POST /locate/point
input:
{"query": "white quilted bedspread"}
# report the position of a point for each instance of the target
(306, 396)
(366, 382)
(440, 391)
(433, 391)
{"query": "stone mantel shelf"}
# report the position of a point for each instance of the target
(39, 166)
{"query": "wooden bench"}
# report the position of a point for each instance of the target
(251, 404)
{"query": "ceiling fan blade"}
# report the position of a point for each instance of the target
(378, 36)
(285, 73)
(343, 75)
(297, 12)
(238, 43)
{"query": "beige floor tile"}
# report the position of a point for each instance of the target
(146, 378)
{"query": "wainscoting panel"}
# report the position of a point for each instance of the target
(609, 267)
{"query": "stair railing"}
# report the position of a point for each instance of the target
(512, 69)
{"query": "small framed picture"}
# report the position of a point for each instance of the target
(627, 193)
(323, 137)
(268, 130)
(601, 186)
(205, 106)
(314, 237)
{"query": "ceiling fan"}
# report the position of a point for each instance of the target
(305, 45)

_ _ _ _ _

• _Stated task_:
How many lines in the rows above contain the string "query", with case counting? Reply with the number alone.

• _Finished exercise_:
9